> **Source data**:
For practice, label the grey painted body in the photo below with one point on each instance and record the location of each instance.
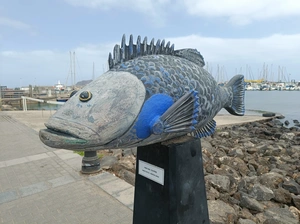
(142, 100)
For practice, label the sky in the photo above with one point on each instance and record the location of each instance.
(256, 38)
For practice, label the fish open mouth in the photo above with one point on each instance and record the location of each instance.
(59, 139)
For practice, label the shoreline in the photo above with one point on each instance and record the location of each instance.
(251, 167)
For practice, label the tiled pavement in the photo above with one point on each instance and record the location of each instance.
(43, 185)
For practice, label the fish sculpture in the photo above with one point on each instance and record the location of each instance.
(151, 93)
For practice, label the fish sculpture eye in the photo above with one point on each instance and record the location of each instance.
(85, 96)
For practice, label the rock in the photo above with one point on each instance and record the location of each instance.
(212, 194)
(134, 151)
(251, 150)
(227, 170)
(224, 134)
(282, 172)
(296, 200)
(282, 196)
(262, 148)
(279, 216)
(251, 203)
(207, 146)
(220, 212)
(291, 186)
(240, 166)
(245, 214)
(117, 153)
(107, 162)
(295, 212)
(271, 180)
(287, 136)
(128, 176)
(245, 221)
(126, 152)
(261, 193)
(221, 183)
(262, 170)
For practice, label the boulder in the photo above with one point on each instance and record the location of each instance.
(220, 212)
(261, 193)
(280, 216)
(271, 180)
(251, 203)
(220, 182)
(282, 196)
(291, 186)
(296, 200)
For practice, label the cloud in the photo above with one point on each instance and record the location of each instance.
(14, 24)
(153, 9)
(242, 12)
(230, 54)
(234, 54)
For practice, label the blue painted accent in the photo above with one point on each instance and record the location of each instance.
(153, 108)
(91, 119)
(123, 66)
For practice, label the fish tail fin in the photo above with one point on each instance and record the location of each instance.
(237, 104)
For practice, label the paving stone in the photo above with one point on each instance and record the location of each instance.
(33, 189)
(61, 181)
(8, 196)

> **Task objective**: Your output should consist only of the lines from the one containing "For practice, label the paving" to the end of the records above, each retyped exactly.

> **Solution to the exercise**:
For practice, label the paving stone in the photo above with one point on each instance and record the location of each instance.
(33, 189)
(61, 181)
(8, 196)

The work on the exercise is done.